**依頼内容 1**
松江市のリサイクルの記事で、リサイクルステーションの設置場所として名前が出ている所をすべて書き出してください。
**依頼内容 2**
松江市のリサイクルの記事の続きを、最後の文のあとから書いてください。

**ページ抜粋**
PETボトルリサイクル推進協議会 広報誌 RING Vol.36

資源循環型社会形成を目指して

島根県松江市

(2017年11月6日取材)

 山陰のほぼ中央に位置する松江市は、人口約20.4万人。宍道湖と中海に面し、松江城を囲む堀川をはじめ大小の河川が縦横に走る「水の都」です。

24時間365日利用できるリサイクルステーション

 PETボトル・缶・びんの飲料容器は、1998年から常設のリサイクルステーション(以下RS)で分別収集を行っています。RSはスーパーマーケットや公民館、ごみ集積所横など約500箇所に設置されていて、24時間365日いつでも利用することができます。この収集方法は市民の生活に根付いており、「スーパーに行くときは、PETボトルやびんがないか、必ず確認して持っていくのが習慣になっています」と伊藤氏。

**表示情報**
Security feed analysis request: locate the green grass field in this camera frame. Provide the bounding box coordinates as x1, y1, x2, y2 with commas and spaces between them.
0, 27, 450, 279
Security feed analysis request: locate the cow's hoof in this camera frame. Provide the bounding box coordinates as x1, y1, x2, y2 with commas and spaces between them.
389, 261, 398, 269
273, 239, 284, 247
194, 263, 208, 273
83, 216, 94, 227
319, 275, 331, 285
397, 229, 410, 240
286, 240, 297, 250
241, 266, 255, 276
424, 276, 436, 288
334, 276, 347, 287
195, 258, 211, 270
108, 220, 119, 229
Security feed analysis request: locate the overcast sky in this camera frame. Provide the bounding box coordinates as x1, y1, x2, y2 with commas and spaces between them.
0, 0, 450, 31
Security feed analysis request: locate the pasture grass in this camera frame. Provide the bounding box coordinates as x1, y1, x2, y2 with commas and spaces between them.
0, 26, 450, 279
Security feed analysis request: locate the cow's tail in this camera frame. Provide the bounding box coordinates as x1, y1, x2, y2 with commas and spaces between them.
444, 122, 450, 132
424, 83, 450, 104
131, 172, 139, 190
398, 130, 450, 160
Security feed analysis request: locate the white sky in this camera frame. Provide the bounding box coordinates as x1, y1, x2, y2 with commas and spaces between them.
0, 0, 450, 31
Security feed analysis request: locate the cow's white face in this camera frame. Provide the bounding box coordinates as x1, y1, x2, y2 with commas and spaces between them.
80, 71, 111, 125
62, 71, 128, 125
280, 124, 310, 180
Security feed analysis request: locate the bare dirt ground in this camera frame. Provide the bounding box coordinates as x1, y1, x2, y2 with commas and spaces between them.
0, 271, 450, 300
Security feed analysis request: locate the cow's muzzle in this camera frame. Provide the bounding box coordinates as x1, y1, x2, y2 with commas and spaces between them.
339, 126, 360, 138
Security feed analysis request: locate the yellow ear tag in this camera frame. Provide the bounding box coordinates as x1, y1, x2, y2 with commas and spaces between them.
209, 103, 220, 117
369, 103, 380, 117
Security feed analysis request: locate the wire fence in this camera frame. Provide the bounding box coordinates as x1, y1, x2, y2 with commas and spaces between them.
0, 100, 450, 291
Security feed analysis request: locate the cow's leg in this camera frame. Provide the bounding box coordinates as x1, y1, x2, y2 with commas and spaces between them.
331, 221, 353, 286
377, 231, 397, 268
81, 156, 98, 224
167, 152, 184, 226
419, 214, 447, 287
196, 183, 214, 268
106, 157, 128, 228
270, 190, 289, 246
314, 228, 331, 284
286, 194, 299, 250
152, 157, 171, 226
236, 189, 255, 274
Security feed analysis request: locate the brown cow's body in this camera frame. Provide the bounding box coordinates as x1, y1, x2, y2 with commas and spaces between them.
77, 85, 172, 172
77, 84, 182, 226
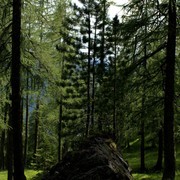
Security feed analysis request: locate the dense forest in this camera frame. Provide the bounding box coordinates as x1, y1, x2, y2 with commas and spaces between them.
0, 0, 180, 180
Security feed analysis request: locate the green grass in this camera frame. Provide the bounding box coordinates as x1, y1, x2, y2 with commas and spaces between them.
123, 141, 180, 180
0, 170, 41, 180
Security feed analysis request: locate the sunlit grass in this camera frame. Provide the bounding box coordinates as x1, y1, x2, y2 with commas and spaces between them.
0, 170, 41, 180
123, 140, 180, 180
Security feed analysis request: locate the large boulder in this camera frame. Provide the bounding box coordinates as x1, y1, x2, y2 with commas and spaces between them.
43, 138, 133, 180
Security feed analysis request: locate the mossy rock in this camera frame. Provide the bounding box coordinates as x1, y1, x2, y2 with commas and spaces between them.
43, 137, 133, 180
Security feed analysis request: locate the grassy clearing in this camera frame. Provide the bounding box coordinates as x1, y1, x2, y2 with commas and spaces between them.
123, 141, 180, 180
0, 170, 41, 180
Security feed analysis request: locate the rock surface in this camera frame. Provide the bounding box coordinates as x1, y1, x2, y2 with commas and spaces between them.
43, 138, 133, 180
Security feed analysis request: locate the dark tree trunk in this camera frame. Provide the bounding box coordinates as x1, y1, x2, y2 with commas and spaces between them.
34, 97, 39, 161
86, 1, 91, 136
113, 16, 119, 139
154, 128, 163, 171
140, 119, 145, 172
6, 106, 13, 180
11, 0, 26, 180
0, 103, 8, 170
162, 0, 176, 180
24, 72, 29, 166
58, 100, 63, 162
91, 15, 97, 128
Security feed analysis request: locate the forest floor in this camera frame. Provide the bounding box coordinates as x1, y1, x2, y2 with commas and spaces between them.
0, 143, 180, 180
122, 141, 180, 180
0, 170, 42, 180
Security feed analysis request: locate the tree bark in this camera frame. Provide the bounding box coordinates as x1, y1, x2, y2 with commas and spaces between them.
6, 106, 13, 180
86, 1, 91, 136
154, 128, 163, 171
58, 100, 63, 162
0, 103, 8, 170
34, 97, 39, 161
24, 72, 29, 166
162, 0, 176, 180
11, 0, 26, 180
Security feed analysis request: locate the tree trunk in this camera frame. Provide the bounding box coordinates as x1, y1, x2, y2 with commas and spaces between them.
0, 103, 8, 170
162, 0, 176, 180
91, 15, 97, 129
24, 72, 29, 166
6, 106, 13, 180
86, 1, 91, 136
140, 119, 145, 172
11, 0, 26, 180
154, 128, 163, 171
58, 100, 62, 162
34, 97, 39, 162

**回答 1**
スーパーマーケット、公民館、ごみ集積所横

**回答 2**
 協力店舗では飲料容器の収集を市のRSに一本化し、店舗が駐車場などのスペースを提供、市が収集用のカゴを設置しています。新規出店時に市へRS設置の依頼がきたり、店舗側がRSの設置場所を独自に整備してくれるケースもあるそうです。
 2016年からは、事業所の従業員が飲んだPETボトルなどもRSに出してほしいと呼びかけています。「これまでは家庭で出た飲料容器のみ受け入れていましたが、事業系一般廃棄物には可燃・不燃の区分しかなく資源化が難しいので、RSに出してもらうことで、少しでもリサイクル率を上げていきたい」と岩田氏。

PETボトルの品質は全項目A評価を獲得

 PETボトルは、キャップとラベルをはずして、RSのカゴに直接出してもらいます。「啓発の際によく言うのは、“RSが白く見えるほど素晴らしい”ということ。カラフルに見える場合はラベルやキャップがついていて、PETボトルのみだと白く見えますよと説明しています」と野津氏。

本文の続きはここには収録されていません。